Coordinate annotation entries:
^^^^^^^^
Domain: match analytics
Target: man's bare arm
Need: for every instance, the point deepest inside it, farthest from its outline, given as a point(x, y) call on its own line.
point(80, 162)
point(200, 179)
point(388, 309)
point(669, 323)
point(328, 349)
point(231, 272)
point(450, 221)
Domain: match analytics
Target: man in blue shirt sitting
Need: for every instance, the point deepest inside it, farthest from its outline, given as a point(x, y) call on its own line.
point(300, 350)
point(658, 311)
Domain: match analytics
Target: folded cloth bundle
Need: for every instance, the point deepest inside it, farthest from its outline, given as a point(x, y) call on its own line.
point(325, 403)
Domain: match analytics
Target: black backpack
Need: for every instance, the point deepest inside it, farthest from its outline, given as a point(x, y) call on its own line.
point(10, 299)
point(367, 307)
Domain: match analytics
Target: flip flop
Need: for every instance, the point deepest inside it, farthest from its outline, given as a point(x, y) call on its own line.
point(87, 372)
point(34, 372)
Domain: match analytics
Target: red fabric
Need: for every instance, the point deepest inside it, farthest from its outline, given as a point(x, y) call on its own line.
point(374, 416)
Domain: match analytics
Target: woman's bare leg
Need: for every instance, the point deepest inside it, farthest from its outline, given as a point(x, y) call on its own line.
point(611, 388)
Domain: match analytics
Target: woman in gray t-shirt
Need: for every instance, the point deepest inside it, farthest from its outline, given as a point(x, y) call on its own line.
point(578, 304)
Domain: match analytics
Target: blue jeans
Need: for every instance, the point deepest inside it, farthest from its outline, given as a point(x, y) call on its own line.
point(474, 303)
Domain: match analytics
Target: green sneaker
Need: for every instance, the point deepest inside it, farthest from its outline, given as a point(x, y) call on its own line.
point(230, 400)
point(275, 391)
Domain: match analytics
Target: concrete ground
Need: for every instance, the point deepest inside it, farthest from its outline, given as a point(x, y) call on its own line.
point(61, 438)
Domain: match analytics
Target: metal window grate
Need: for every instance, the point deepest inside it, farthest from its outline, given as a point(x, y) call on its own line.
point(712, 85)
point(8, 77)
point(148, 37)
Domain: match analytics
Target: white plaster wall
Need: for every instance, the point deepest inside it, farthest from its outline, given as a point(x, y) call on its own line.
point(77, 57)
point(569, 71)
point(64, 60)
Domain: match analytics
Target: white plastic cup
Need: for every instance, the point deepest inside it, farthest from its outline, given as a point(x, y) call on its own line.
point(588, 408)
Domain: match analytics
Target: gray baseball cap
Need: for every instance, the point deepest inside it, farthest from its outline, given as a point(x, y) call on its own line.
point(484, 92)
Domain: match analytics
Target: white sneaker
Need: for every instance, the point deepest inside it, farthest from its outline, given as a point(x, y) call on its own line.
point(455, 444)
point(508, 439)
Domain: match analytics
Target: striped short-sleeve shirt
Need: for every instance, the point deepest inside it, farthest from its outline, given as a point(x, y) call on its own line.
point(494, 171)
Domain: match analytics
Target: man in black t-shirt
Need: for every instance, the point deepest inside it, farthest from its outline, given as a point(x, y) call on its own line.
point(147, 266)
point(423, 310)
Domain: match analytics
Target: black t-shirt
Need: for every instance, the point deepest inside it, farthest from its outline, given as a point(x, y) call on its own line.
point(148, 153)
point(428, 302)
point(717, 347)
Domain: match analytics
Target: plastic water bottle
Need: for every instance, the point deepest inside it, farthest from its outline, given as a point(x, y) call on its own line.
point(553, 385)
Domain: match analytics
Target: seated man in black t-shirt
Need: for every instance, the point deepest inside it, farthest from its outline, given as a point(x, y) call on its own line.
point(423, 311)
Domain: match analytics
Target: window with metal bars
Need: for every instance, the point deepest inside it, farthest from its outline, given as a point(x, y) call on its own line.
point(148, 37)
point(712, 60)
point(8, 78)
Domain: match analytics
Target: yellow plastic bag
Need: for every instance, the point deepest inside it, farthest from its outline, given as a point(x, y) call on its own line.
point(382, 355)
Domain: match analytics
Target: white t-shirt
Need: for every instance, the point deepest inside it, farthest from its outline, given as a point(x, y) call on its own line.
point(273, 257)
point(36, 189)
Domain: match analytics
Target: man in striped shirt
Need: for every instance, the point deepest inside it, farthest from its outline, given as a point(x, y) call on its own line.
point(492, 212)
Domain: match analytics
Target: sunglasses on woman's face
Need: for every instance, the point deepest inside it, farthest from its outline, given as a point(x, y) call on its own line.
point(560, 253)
^^^^^^^^
Copy the rows word for word, from the first line of the rows through the line with "point(658, 311)", keeping both ends.

Domain: match analytics
Target: man's bare arm
Need: for every instance, the point deepest inside it, farthest from its outline, given as a point(x, y) call on its own line.
point(80, 162)
point(200, 179)
point(388, 309)
point(669, 323)
point(328, 349)
point(231, 272)
point(450, 221)
Domain: match analytics
Target: man in blue shirt sitting
Need: for every instance, the point deepest inside it, farthest from its outline, given as a point(x, y) call on its own line.
point(300, 350)
point(658, 311)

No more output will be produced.